AIM OF THE EXERCISE>
Please copy everything in the material below from the line containing "Segmentation: supply after" down to the line containing "positive clicks: (295, 190)", both of those lines included, without changing anything.

Saved data entries:
************
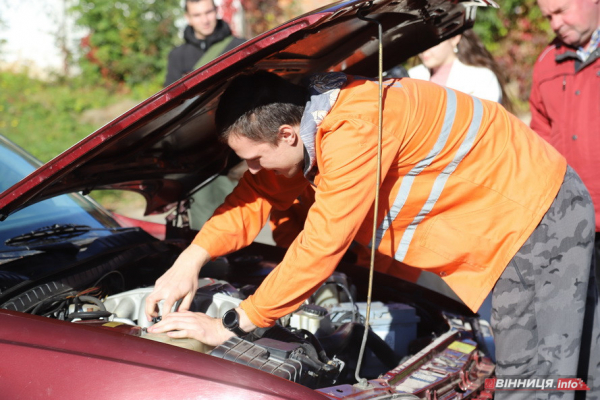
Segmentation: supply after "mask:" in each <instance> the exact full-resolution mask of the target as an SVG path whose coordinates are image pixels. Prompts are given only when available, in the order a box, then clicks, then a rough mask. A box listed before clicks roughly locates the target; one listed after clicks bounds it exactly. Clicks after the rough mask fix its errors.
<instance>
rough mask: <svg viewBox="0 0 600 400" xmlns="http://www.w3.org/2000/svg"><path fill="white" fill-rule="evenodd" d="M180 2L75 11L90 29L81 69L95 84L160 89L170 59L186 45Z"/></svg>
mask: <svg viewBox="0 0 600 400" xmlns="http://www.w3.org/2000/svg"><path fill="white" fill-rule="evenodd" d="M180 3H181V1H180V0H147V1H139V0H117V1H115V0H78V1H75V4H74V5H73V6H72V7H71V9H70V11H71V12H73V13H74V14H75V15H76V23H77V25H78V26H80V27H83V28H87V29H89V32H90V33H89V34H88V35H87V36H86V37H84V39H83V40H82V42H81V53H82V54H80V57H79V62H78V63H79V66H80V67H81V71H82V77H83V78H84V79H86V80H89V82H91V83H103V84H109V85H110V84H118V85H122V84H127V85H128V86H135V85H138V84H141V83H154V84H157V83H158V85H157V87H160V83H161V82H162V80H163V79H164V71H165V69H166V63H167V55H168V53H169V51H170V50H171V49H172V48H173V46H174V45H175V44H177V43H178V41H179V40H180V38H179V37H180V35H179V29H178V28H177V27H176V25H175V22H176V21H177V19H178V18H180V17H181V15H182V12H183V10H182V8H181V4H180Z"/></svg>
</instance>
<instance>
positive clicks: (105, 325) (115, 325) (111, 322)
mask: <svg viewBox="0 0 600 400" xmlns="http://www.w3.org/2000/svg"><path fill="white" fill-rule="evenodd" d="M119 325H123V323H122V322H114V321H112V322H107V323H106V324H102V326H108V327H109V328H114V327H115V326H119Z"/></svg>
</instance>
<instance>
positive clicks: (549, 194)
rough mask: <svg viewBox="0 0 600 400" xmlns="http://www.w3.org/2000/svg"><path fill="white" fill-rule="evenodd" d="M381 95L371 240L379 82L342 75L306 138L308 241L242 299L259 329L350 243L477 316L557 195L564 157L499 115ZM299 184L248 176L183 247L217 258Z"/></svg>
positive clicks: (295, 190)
************
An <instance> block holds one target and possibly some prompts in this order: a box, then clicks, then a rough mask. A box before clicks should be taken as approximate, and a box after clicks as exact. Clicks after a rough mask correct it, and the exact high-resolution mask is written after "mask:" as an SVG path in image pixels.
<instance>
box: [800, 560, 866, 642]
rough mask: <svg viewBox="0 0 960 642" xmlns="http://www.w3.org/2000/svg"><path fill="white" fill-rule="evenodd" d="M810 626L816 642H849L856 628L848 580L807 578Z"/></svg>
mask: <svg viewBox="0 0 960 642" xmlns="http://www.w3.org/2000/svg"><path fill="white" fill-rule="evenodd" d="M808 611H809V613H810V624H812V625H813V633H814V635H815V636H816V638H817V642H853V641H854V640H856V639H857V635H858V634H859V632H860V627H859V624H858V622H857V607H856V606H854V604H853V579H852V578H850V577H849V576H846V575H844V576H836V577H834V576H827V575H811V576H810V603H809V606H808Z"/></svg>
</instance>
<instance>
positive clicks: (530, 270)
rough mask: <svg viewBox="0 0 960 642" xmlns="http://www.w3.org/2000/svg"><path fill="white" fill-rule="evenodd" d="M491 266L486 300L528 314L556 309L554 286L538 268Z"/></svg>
************
TASK ANSWER>
Segmentation: supply after "mask:" in each <instance> the exact full-resolution mask of the target as an SVG path whose coordinates are image pixels. Prompts are given only when available, in the order a box, then clicks, then a rough mask. A box listed before clicks roughly locates the target; one listed after clicks bounds it exactly. Clicks after the rough mask fix its errors.
<instance>
rough mask: <svg viewBox="0 0 600 400" xmlns="http://www.w3.org/2000/svg"><path fill="white" fill-rule="evenodd" d="M180 2L75 11L90 29L81 69L95 84L160 89L170 59L186 45Z"/></svg>
mask: <svg viewBox="0 0 600 400" xmlns="http://www.w3.org/2000/svg"><path fill="white" fill-rule="evenodd" d="M180 3H181V1H180V0H147V1H139V0H117V1H115V0H78V1H75V4H74V5H73V6H72V7H71V9H70V11H71V12H73V13H74V14H75V15H76V23H77V25H78V26H80V27H83V28H87V29H89V32H90V33H89V34H88V35H87V36H86V37H84V39H83V40H82V42H81V53H82V54H80V57H79V62H78V63H79V66H80V67H81V71H82V77H83V78H84V79H86V80H89V82H91V83H103V84H109V85H110V84H118V85H122V84H127V85H128V86H135V85H138V84H141V83H154V84H157V83H158V85H157V87H160V83H161V82H162V80H163V79H164V71H165V69H166V63H167V55H168V53H169V51H170V50H171V49H172V48H173V46H174V45H175V44H177V43H178V41H179V40H180V38H179V37H180V35H179V29H178V28H177V27H176V25H175V22H176V21H177V19H178V18H180V17H181V15H182V12H183V10H182V8H181V4H180Z"/></svg>
</instance>
<instance>
positive clicks: (105, 325) (115, 325) (111, 322)
mask: <svg viewBox="0 0 600 400" xmlns="http://www.w3.org/2000/svg"><path fill="white" fill-rule="evenodd" d="M119 325H123V323H122V322H114V321H112V322H107V323H106V324H102V326H108V327H109V328H114V327H115V326H119Z"/></svg>
</instance>
<instance>
positive clicks: (549, 194)
rough mask: <svg viewBox="0 0 600 400" xmlns="http://www.w3.org/2000/svg"><path fill="white" fill-rule="evenodd" d="M381 95L371 240L379 82L342 75L306 138L308 241L242 299L259 329L350 243L477 316L557 195L564 157L499 115ZM299 184L248 176L183 247L217 258Z"/></svg>
positive clicks: (295, 190)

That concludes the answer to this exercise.